- Your task:
In the passage below on Beirut comics, transcribe the part from "Regarding children’s comics, in" up to and including "a natural step.".

For nearly a century, Beirut’s newsstands and booksellers have provided a fertile culture of illustrated literature. Local political cartoons date back to the 1920’s, when caricatures of personalities and politicos were common features of broadsheets. Of note is the satirical magazine, Al-Dabbour, which was founded in 1922 (it closed in 1978, and re-launched in 2000). With traditional caricatures of politicians—fat, exaggerated faces sitting on skinny bodies—Al-Dabbour publishes political commentary similar to its European and North American counterparts, often with lofty metaphors and too many labels. (In a publication for local readers, labeling a map “Lebanon” seems superfluous.)
Regarding children’s comics, in 1955, Bissat El-Reeh was published in Beirut, a few years after the kid’s magazine Samir sprung up in Egypt. As early as 1964, Superman in Arabic appeared in Beirut bookstores, shipped from Egyptian printers. Weekly translated editions of Superman—as well as other heroes and cartoon characters, such as Lulu—became staples of children’s reading diets and began being published in Beirut, too. Lebanon is where superheroes and other famous Western characters took a foothold in the Middle East.[8] Jad grew up reading Tin Tin and Asterix. In an ecosystem of comics and caricature, the opportunity for experimentation presented by alternative comix was a natural step.
Jad quit his studies at the Académie Libanaise des Beaux-Arts to try his hand at the emerging art form. He hesitates to say he is the first to apply comic lens to grown-up themes. But his 1980 album Carnival, a three-act dream of the war, is certainly a milestone for Arab comix.[9] For Jad, the shift was much more than technical adjustment. “Comix are not a medium. It’s a genre of art, and you have to express yourself,” he says, adjusting his black baseball cap, a ponytail hanging through the back.
“The war is the major if not decisive factor in shaping my artistic choices, and making this comic path, and helped comics as a genre of art to flourish,” he says. Even Jad’s origin story is rooted in the conflict. He had written journalistic articles under his given name, George Khoury, and recognized that the name itself projected sectarianism: “No way that George would be Muslim, or Khoury which means priest.” He sought “a neutral name,” one that could easily be pronounced by Western audiences. It is common for a comic artist to draw under a nom de plume. And, importantly, he liked the way “Jad,” looked as a signature.
After the Israeli invasion, in 1983, Jad collaborated with psychiatrist Ralph Rizkallah in illustrating Freud, an unconventional autobiography of the father of psychoanalysis, in Arabic. Drawing a series of ten vignettes from Freud’s life, Jad worked through the war by focusing on Freud’s issues as a minority under threat in a repressive society—a mechanism for questioning the artist’s own identity. The narrative uses devices of superhero comics, such as bold lettering and nonlinear frames that meld into one another, to express Freud’s interior life. There are extended dream sequences, which only a comic could capture. The carefully researched narration compliments the ghostly and surreal illustrations.
Jad matured as an artist by connecting with the field’s top illustrators. At 24-years-old, he attended the Angoulême International Comics Festival, the preeminent gathering of global cartoonists. “I met big names—Wolensky, Cabu, who was my mentor, the guy who took my hand and told me I would be someone,” he says. (Both Wolensky and Cabu were assassinated in the January 2015 attack on Chalie Hebdo in Paris.) “In that era, comix in the West were still fighting to be born,” Jad says, remembering the zeal for experimentation he was exposed to in France. There was another important aspect to these trips abroad. “Unfortunately in the Arab world you are only recognized when foreigners recognize you,” he says.

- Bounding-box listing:
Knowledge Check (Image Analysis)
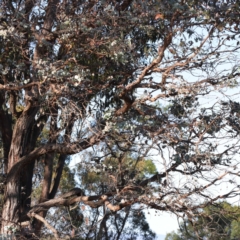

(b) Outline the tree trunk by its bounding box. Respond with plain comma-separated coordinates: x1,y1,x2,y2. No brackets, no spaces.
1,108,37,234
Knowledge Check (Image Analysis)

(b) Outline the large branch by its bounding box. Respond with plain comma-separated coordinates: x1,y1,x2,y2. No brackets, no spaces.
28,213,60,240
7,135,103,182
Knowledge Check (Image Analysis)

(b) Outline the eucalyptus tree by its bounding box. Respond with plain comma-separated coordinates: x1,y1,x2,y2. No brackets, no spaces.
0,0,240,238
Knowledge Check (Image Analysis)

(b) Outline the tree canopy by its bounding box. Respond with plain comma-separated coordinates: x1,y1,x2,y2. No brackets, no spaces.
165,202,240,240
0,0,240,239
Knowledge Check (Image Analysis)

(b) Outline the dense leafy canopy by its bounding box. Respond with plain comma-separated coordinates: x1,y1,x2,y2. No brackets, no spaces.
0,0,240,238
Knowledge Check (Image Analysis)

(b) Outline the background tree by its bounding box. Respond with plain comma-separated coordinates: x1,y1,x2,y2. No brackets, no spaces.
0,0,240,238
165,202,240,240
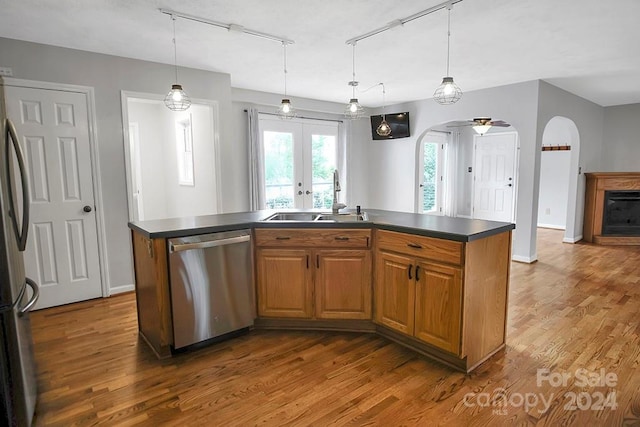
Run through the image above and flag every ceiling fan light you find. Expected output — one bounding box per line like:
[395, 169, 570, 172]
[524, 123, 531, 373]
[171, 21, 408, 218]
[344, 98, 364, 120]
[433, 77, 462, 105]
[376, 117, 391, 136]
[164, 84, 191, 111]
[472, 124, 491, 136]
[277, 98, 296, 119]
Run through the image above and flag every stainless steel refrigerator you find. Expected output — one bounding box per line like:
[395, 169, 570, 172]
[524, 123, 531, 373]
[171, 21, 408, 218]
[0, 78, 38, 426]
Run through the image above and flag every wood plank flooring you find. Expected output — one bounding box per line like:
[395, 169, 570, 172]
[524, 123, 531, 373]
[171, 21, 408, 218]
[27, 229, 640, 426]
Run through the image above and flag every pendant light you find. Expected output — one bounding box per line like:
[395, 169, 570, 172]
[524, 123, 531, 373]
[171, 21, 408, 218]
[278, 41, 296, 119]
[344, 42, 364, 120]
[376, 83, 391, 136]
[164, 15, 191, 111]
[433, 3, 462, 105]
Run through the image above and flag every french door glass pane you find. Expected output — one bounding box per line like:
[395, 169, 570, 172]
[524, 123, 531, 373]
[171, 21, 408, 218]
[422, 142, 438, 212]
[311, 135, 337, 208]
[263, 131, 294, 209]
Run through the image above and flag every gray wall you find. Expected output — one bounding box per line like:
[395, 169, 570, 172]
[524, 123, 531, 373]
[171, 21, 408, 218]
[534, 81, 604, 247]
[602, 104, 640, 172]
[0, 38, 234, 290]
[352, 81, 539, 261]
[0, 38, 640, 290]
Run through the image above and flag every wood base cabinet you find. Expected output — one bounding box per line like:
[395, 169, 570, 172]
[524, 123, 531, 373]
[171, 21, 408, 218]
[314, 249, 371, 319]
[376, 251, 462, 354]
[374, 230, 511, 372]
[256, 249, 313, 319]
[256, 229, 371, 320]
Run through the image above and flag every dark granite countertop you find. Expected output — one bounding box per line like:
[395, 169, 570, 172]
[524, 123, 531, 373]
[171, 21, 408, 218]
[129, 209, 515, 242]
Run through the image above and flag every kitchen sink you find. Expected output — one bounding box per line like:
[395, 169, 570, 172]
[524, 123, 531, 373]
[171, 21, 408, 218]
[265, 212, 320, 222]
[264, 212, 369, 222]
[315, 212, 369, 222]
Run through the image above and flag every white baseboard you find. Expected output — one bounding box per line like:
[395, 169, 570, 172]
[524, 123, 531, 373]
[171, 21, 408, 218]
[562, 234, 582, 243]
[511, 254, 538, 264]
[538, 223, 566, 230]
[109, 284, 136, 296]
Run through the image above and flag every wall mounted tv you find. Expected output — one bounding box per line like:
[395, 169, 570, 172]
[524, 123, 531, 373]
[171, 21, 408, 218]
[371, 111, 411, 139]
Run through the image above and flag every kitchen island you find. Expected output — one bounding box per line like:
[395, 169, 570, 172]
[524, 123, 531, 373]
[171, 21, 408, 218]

- Expected answer:
Regarding children’s comics, in 1955, Bissat El-Reeh was published in Beirut, a few years after the kid’s magazine Samir sprung up in Egypt. As early as 1964, Superman in Arabic appeared in Beirut bookstores, shipped from Egyptian printers. Weekly translated editions of Superman—as well as other heroes and cartoon characters, such as Lulu—became staples of children’s reading diets and began being published in Beirut, too. Lebanon is where superheroes and other famous Western characters took a foothold in the Middle East.[8] Jad grew up reading Tin Tin and Asterix. In an ecosystem of comics and caricature, the opportunity for experimentation presented by alternative comix was a natural step.